» Document excerpt:
※

February 26, 2015 06:30 pm | Updated 06:30 pm IST

The world’s first telephone call was made on March 10, 1876. Alexander Graham Bell called his assistant Watson on the ‘phone’.

Inventor extraordinaire: Alexander Graham Bell.

Melville and Alexander were brothers. Their father used to teach hearing and speech impaired children to communicate. He encouraged his sons to study how humans produced sound, and then challenged them to build a model. So Melville and Alexander designed a “speaking machine”, with Melville creating the throat and larynx out of tin tubes and pieces of rubber, and Alexander using a human skull as his model to create the jaw, tongue, and palate. Clever use of levers made the tongue move. Melville blew into the tin tube while Alexander moved the tongue and the lips. After much practice, trial, and error, the boys got their contraption to say “Mamma”. And when it did, they heard a neighbour call out, “What’s the matter with that baby?” It was a success!

※

» Data provided:
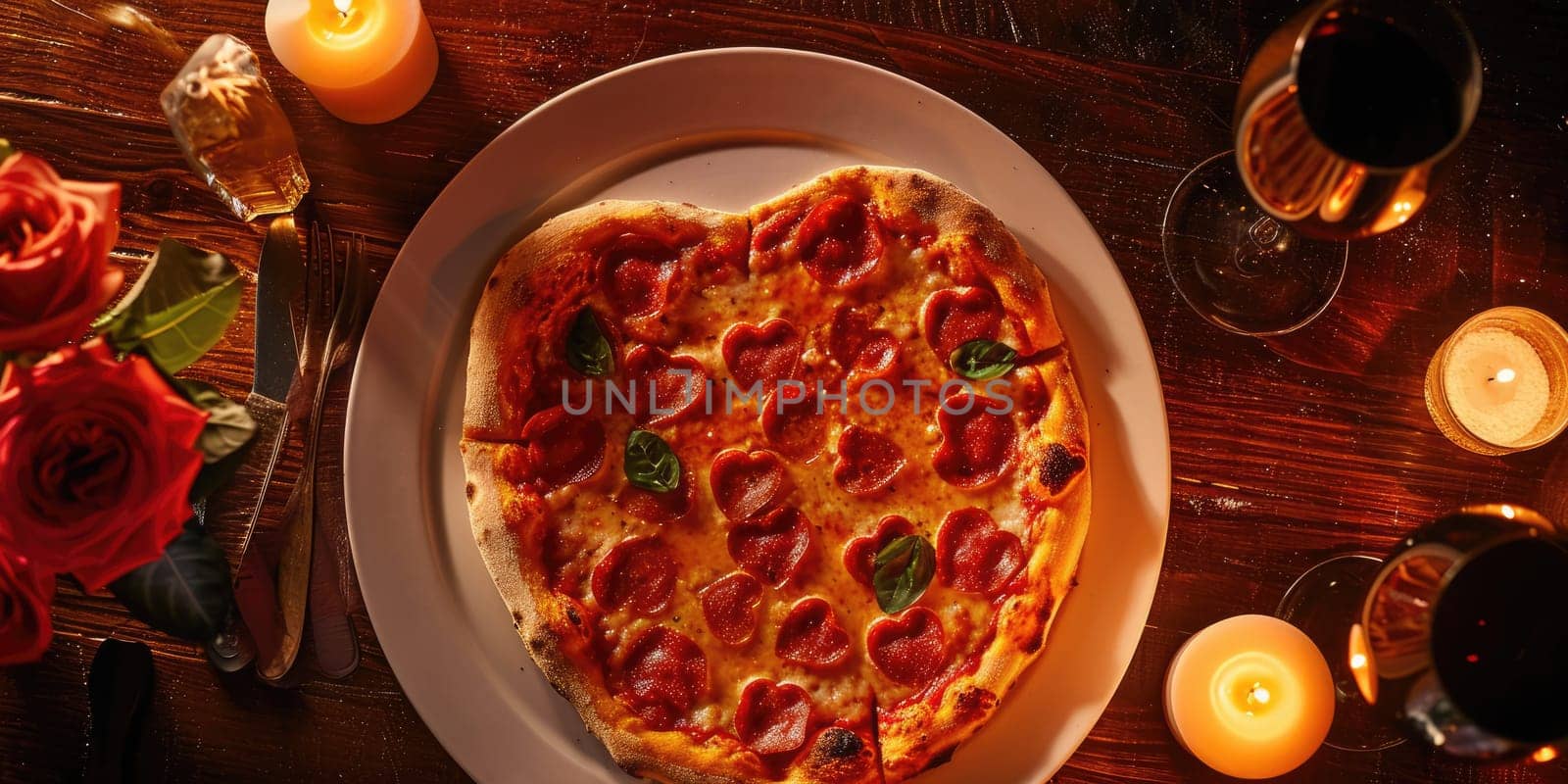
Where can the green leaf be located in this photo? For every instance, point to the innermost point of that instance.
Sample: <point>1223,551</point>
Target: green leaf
<point>587,349</point>
<point>184,592</point>
<point>982,360</point>
<point>224,439</point>
<point>904,571</point>
<point>650,463</point>
<point>179,306</point>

※

» Given exercise A:
Based on the telephone-history text, explain why Melville and Alexander built a "speaking machine."
» Given exercise B:
Rewrite the records with "green leaf" changed to "leaf" everywhere it appears, keeping everything else the same, and leave out the pictures.

» Worked solution A:
Their father encouraged them to study how humans produced sound and then challenged them to build a model. They designed the speaking machine in response to that challenge.

» Worked solution B:
Where can the leaf be located in this photo? For every instance, point to the innermost point of that instance.
Sample: <point>1223,551</point>
Target: leaf
<point>587,349</point>
<point>184,592</point>
<point>982,360</point>
<point>224,439</point>
<point>904,571</point>
<point>650,463</point>
<point>179,306</point>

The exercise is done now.